■ Cuplikan Dokumen ■
|---|

HIDUPKATOLILIK.COM – SEORANG ayah, pelanggan majalah ini mengisahkan pengalamannya saat mengunjungi anaknya yang tengah menempuh pendidikan tinggi di sebuah negara di Benua Biru. Saat tiba di tempat tinggal sang anak, ia tak menemukan sebuah buku pun di meja atau almari. Ia terheran. Kuliah kok enggak ada buku?! Ia membayangkan ketika menjadi mahasiswa sekian puluh tahun lalu. Kamarnya pasti dijejali aneka buku di sana-sini. Bahkan tak ada tempat untuk meletakkan kaki. Karena ingin tahu, ia menanyakan, di mana sang anak menaruh buku-bukunya. Tahu bahwa sang ayah menyimpan keheranan, sang anak langsung menghidupkan perangkat komputer jinjingnya dengan segala keterhubungannya. Ia menuntun sang ayak mencari jenis buku apa yang dicari.
Singkat cerita, sang hanya bisa melongo, ketika sang anak kini tak lagi membaca buku-buku cetak. Di era digital ini, buku cetak tidak lagi menarik minat murid, pelajar, dan mahasiswa. Selain dari sisi kepraktisan, harga buku cetak jauh lebih tinggi dari buku-buku digital. Buku digital (e-book) jauh lebih murah dan lebih mudah pula diakses. Demikian halnya dengan perpustakaan. E-library kini telah menjadi tren di seluruh dunia.
Maka, ketika kita merayakan “100 Tahun Penerbit-Percetakan Kanisius”, muncul pertanyaan, bagaimana ‘masa depan’ para penerbit-percetakan di masa mendatang? Budaya baru yakni budaya digital kini tak terpisahkan lagi dengan kehidupan kita, tanpa kecuali. Para generasi muda, kaum milenial sudah terbiasa dengan kultur ini. Perkembangan teknologi komunikasi dan informasi yang tak tertandingi lagi turut mempengaruhi dan mempercepat transformasi tersebut. ‘Dipecut’ oleh pandemi Covid-19 sejak akhir 2019, transformasi kini sudah mejangkau hingga ke pelosok dengan amat cepat. Anak-anak di pedalaman yang tadinya masih tergolong tertatih-tatih mendapatkan buku manual, kini harus terjun ke dunia digital. Para pendidik pun ikut berdinamika di situ.

|---|

■ Data yang Ditampilkan ■
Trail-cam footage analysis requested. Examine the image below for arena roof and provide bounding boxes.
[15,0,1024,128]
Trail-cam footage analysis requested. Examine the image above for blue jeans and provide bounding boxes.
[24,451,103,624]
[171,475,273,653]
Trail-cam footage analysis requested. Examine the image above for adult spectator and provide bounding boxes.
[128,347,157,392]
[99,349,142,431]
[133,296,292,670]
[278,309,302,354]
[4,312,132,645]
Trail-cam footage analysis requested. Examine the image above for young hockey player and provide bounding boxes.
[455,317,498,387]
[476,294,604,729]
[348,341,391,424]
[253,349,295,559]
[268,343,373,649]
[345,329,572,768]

|---|

■ Ketentuan Tugas ■
1: Tulis ulang bagian teks tentang buku cetak dan buku digital mulai dari "Maka, ketika kita" sampai dengan "berdinamika di situ.", dengan mengganti "transformasi" menjadi "perubahan".
2: Lanjutkan teks tentang buku cetak dan buku digital setelah kalimat terakhirnya.
Data tersebut tidak berhubungan dengan teks tentang buku cetak dan buku digital.

■ Kunci Jawaban ■
1:
Maka, ketika kita merayakan “100 Tahun Penerbit-Percetakan Kanisius”, muncul pertanyaan, bagaimana ‘masa depan’ para penerbit-percetakan di masa mendatang? Budaya baru yakni budaya digital kini tak terpisahkan lagi dengan kehidupan kita, tanpa kecuali. Para generasi muda, kaum milenial sudah terbiasa dengan kultur ini. Perkembangan teknologi komunikasi dan informasi yang tak tertandingi lagi turut mempengaruhi dan mempercepat perubahan tersebut. ‘Dipecut’ oleh pandemi Covid-19 sejak akhir 2019, perubahan kini sudah mejangkau hingga ke pelosok dengan amat cepat. Anak-anak di pedalaman yang tadinya masih tergolong tertatih-tatih mendapatkan buku manual, kini harus terjun ke dunia digital. Para pendidik pun ikut berdinamika di situ.

2:
Kemudahan-kemudahan yang ditawarkan era digital ini, harus diakui, menjadi blessing tersendiri. Karena itu, dunia penerbitan dan percetakan pun segera melakukan tranformasi bagi penerbit-percetakan yang belum melakukannya. Dan, yang sudah melakukannya, perlu terus-menerus melakukan adaptasi dan inovasi. Jika tidak melakukan adaptasi dan inovasi, jangan berharap akan dilirik oleh warga digital ini. Tak perlu disebutkan lagi, berapa banyak penerbit-percetakan yang terpaksa banting stir jikalau tidak mau digilas perubahan ini. Yang gulung tikar juga tak terbilang. Bila masih bisa mengombinasikan antara cetak dan digital, tentu saja karena masih ada generasi yang belum terbiasa dengan produk-produk digital. Suatu saat ‘generasi cetak’ ini juga akan kian berkurang, dan ‘habis’ dalam arti yang seluas-luasnya.
Maka, transformasi, tak sekadar transfomasi bentuk, memang tak terelakkan lagi. Visi dan misi lembaga pun perlu titinjau agar tak tergerus arus zaman. Sekali lagi, perlu adaptasi dan inovasi disertai kesadaran baru akan perubahan yang begitu cepat dan tak bisa diprediksi ke depan. Harus diakui, yang disebut terakhir ini bukan perkara yang sederhana dan mudah dilakukan.